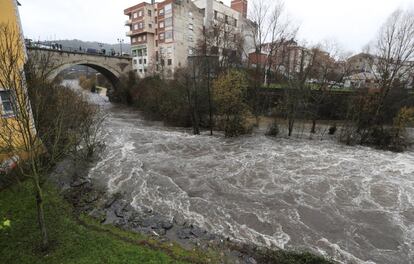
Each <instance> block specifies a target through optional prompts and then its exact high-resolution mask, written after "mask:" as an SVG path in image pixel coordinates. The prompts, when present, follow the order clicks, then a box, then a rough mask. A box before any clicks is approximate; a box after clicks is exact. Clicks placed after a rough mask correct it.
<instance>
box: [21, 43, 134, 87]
mask: <svg viewBox="0 0 414 264" xmlns="http://www.w3.org/2000/svg"><path fill="white" fill-rule="evenodd" d="M27 53H28V56H29V58H30V57H33V58H35V61H37V60H38V61H39V63H42V61H43V62H44V61H46V60H47V62H48V63H47V66H46V67H48V68H47V69H45V70H46V72H47V78H48V79H51V80H53V79H54V78H55V77H56V76H57V75H58V74H59V73H60V72H62V71H63V70H65V69H67V68H70V67H73V66H75V65H85V66H89V67H91V68H93V69H95V70H96V71H98V72H99V73H101V74H102V75H104V76H105V77H106V78H107V79H108V80H109V81H110V82H111V83H112V85H113V86H114V87H115V88H116V87H117V85H118V84H119V78H120V77H121V76H122V75H126V74H128V72H130V71H132V59H131V58H130V57H125V56H109V55H105V54H93V53H86V52H77V51H70V50H63V49H48V48H41V47H29V48H28V49H27ZM36 57H37V58H36ZM39 58H41V59H39Z"/></svg>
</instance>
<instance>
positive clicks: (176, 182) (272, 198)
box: [90, 107, 414, 263]
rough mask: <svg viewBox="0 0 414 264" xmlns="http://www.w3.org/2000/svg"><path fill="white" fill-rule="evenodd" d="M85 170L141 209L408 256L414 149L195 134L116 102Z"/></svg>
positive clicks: (413, 254)
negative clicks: (92, 164)
mask: <svg viewBox="0 0 414 264" xmlns="http://www.w3.org/2000/svg"><path fill="white" fill-rule="evenodd" d="M109 111H110V112H109V113H110V114H109V117H108V119H107V120H106V121H105V124H104V130H105V136H104V140H105V143H106V145H107V147H106V150H105V151H104V153H103V154H102V160H101V161H100V162H99V163H98V164H97V165H96V167H95V168H93V169H92V170H91V172H90V176H91V177H92V178H94V179H97V180H99V181H101V182H102V183H104V184H106V186H107V187H108V190H109V191H110V192H114V193H115V192H122V193H125V194H126V195H127V196H128V197H129V198H130V200H131V204H132V205H133V206H134V207H135V208H137V209H138V210H140V209H142V208H143V207H146V208H150V209H153V210H154V211H158V212H160V213H162V214H164V215H166V216H169V217H171V218H172V217H174V216H177V215H180V216H181V217H184V218H186V219H187V220H188V221H190V222H193V223H196V224H197V225H199V226H201V227H204V228H206V229H208V230H210V231H211V232H217V233H219V234H222V235H224V236H229V237H231V238H233V239H238V240H242V241H246V242H254V243H257V244H260V245H265V246H269V247H271V246H278V247H281V248H288V249H309V248H310V249H313V250H315V251H318V252H321V253H323V254H325V255H327V256H331V257H333V258H335V259H336V260H338V261H341V262H343V263H413V259H414V252H413V247H414V153H413V152H406V153H402V154H395V153H391V152H383V151H377V150H373V149H370V148H365V147H347V146H343V145H340V144H336V143H334V142H327V141H326V142H325V141H309V140H286V139H276V140H274V139H269V138H267V137H265V136H261V135H254V136H249V137H242V138H239V139H224V138H221V137H209V136H193V135H190V134H188V133H187V132H186V131H185V130H181V129H172V128H164V127H162V126H160V125H157V124H156V123H151V122H146V121H144V120H143V119H141V118H140V116H139V114H137V113H136V112H133V111H131V110H127V109H124V108H120V107H114V108H112V109H111V110H109Z"/></svg>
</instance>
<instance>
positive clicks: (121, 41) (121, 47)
mask: <svg viewBox="0 0 414 264" xmlns="http://www.w3.org/2000/svg"><path fill="white" fill-rule="evenodd" d="M118 42H119V47H120V50H121V54H120V55H121V56H122V43H124V39H122V38H121V39H118Z"/></svg>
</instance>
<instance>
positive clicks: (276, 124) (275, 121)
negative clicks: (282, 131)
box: [266, 121, 280, 137]
mask: <svg viewBox="0 0 414 264" xmlns="http://www.w3.org/2000/svg"><path fill="white" fill-rule="evenodd" d="M279 133H280V129H279V125H278V124H277V122H276V121H273V123H272V124H270V125H269V127H268V128H267V132H266V136H272V137H276V136H277V135H279Z"/></svg>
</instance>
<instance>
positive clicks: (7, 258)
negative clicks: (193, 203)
mask: <svg viewBox="0 0 414 264" xmlns="http://www.w3.org/2000/svg"><path fill="white" fill-rule="evenodd" d="M44 190H45V214H46V222H47V225H48V231H49V237H50V241H51V245H52V246H51V249H50V250H49V252H47V253H42V252H40V251H39V250H38V246H37V245H39V239H40V234H39V230H38V225H37V220H36V210H35V208H36V206H35V200H34V195H33V190H32V187H31V184H30V182H28V181H27V182H24V183H22V184H20V185H14V186H12V187H10V188H8V189H6V190H3V191H0V219H1V220H2V219H8V220H10V227H9V228H6V229H2V230H0V263H8V264H11V263H19V264H24V263H30V264H36V263H39V264H40V263H42V264H47V263H53V264H56V263H62V264H63V263H74V264H75V263H76V264H82V263H88V264H90V263H99V264H101V263H206V262H209V260H210V261H212V263H214V262H215V259H214V254H212V255H209V254H210V253H209V252H207V253H205V252H204V253H203V252H199V251H197V250H193V251H187V250H184V249H182V248H181V247H179V246H178V245H176V244H173V243H161V242H159V241H156V240H154V239H151V238H149V237H145V236H143V235H139V234H135V233H131V232H126V231H122V230H120V229H117V228H115V227H113V226H102V225H100V224H99V223H97V222H95V221H94V220H92V219H91V218H89V217H86V216H82V217H80V219H76V218H75V217H74V215H73V213H72V208H71V206H70V205H69V204H67V203H66V202H65V201H64V200H63V199H62V198H61V196H60V195H59V194H58V192H57V190H55V189H54V187H52V186H50V185H46V186H45V187H44Z"/></svg>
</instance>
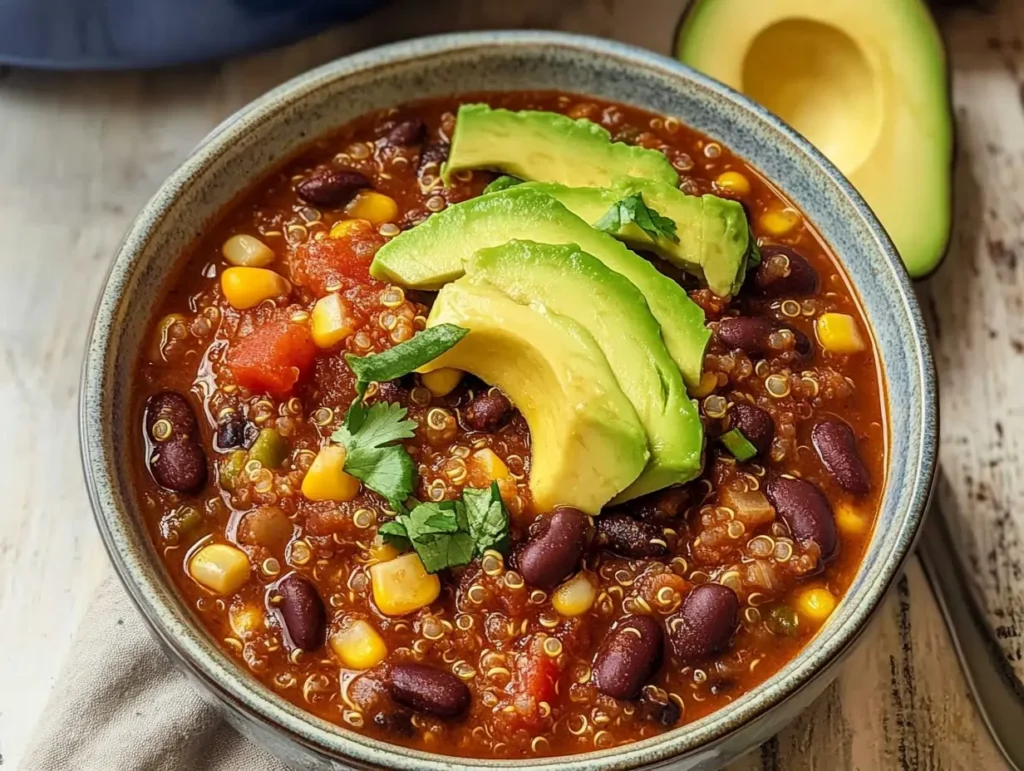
******************************
> Problem
Please repeat the data from the line containing "rough mask: <svg" through the line containing "positive clicks: (413, 254)", inclusive.

> Task result
rough mask: <svg viewBox="0 0 414 264" xmlns="http://www.w3.org/2000/svg"><path fill="white" fill-rule="evenodd" d="M85 170L141 209L408 256L414 149L195 134L116 102Z"/></svg>
positive clicks: (413, 254)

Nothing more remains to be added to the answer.